Items from a dataset:

╭──

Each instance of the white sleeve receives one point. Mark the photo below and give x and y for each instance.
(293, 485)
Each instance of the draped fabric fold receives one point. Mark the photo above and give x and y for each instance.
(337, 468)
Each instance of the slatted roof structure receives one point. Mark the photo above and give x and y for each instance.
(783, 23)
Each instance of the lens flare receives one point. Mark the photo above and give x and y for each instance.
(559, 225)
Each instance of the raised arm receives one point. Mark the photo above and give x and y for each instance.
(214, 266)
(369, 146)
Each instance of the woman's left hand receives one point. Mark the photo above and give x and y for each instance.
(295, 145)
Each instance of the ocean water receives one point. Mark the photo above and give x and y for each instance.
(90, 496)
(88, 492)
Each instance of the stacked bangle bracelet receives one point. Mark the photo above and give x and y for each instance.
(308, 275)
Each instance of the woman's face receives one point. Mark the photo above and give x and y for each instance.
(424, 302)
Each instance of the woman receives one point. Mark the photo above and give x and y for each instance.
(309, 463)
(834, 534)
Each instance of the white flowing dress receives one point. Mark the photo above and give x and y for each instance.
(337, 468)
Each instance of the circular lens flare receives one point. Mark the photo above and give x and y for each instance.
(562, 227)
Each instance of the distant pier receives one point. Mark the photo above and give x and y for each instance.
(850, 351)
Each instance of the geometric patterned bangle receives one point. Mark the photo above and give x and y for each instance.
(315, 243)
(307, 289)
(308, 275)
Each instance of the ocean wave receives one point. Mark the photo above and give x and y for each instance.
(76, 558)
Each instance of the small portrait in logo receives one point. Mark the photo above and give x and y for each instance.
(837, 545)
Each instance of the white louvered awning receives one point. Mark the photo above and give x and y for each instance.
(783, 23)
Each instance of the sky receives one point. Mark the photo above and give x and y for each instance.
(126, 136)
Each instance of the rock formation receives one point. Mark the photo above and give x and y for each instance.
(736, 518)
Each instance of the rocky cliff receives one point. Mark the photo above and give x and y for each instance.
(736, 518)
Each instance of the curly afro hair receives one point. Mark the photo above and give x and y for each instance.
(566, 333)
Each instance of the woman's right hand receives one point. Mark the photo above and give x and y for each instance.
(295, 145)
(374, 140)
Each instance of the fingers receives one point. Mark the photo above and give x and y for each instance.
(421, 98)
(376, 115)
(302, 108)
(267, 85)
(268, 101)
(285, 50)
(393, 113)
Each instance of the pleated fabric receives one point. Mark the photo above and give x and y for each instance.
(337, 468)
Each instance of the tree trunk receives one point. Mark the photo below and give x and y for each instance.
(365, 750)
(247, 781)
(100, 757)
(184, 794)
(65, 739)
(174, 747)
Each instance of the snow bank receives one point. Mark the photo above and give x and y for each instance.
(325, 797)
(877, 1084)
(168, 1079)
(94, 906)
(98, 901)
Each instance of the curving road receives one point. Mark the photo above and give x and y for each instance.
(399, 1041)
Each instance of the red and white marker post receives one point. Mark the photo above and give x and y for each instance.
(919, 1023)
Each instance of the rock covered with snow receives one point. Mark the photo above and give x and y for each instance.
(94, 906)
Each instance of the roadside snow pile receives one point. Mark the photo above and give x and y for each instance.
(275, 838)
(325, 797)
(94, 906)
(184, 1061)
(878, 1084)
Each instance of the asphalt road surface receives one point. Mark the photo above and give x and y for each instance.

╰──

§ **To do**
Reproduce each entry word for word.

§ **Response for this exercise**
Each instance of the white sleeve receives one point. Mark the photo below and give x and y for each instance.
(293, 485)
Each instance of the draped fabric fold receives one point. Mark the photo above and give x and y for each instance.
(337, 468)
Each instance of the slatted roof structure receives one point. Mark the photo above and give x and y for each instance.
(783, 23)
Each instance of the lens flare receives one point. Mark the photo above and give x and y for each instance.
(559, 225)
Each instance of the raised arm receives one point. Mark the photo above and give x and y for each instance.
(214, 266)
(369, 146)
Each instance of the woman's left hand receives one point. Mark the photo above and give x and y for each instance.
(295, 145)
Each instance of the ocean water receives one point. Mark the photo above and give x and y for each instance.
(90, 496)
(88, 492)
Each instance of the stacked bangle bracelet receives one point. Mark the photo above and give x and y for each instance.
(308, 275)
Each instance of the woman's face receives one point. Mark the photo above and give x and y for each instance.
(424, 302)
Each instance of the woman receives one point. Mark the photo above and give x and y for each instance.
(309, 463)
(834, 534)
Each instance of the white flowing dress receives one point. Mark the photo above and give x and y for each instance.
(337, 468)
Each instance of the circular lens flare receives one point. Mark the photo above and give x and y for each instance.
(562, 227)
Each instance of the distant pier receives one point. Mark the photo above and give x and y for each instance.
(850, 351)
Each instance of the geometric patterned bangle receives one point. Mark the photo above and give x and y for each instance.
(315, 243)
(307, 289)
(308, 275)
Each instance of the ocean wave receives one point. Mark the photo above and give x and y for each instance.
(76, 558)
Each instance of the small portrait in logo receives one point. Mark the photo above and give x and y for each instance.
(837, 545)
Each instance of the white louvered awning receives one point. Mark the photo above and give x and y for each instance.
(783, 23)
Each instance of the sky receives one point. Mark the photo above and give x and y for each instance.
(126, 136)
Each instance of the rock formation receives one point. Mark the photo above and give x and y for each instance.
(736, 518)
Each instance of the rocky cliff receives one point. Mark the photo above and give x and y for each instance.
(736, 518)
Each instance of the curly afro hair receives one point. Mark the photo above and give x and y for each instance.
(566, 333)
Each instance of the woman's right hand receives one point. Mark the photo above and give x and y for each instance.
(295, 145)
(374, 140)
Each instance of the fingers receives one point. Mark the photo above and give x and y for each instance.
(421, 98)
(376, 115)
(302, 108)
(267, 85)
(268, 101)
(285, 50)
(393, 113)
Each instance of the pleated fabric receives one point. Mark the photo above and give x and y for each instance.
(337, 468)
Each instance of the tree trunk receives one point. Mark the photo below and give x and y for each instance.
(365, 750)
(247, 781)
(100, 757)
(184, 794)
(65, 739)
(174, 747)
Each instance of the snow bank receives one point. Mark the photo above and give x and y for each instance.
(325, 797)
(877, 1084)
(168, 1079)
(94, 906)
(98, 901)
Each instance of the curving road receives one point. Mark the photo above and give x and y for each instance.
(399, 1041)
Each instance of the red and white marker post receives one point. Mark the photo above and give x and y for each instance.
(919, 1023)
Each instance of the rock covered with snow receives one point. Mark the photo above and give x and y for each instance.
(94, 906)
Each instance of the roadside snow pile receives one point. Mark the photo above and give x and y for each instance.
(275, 838)
(325, 797)
(94, 906)
(184, 1061)
(878, 1084)
Each instance of the asphalt road surface receives one point. Mark the photo above and give x and y for each instance.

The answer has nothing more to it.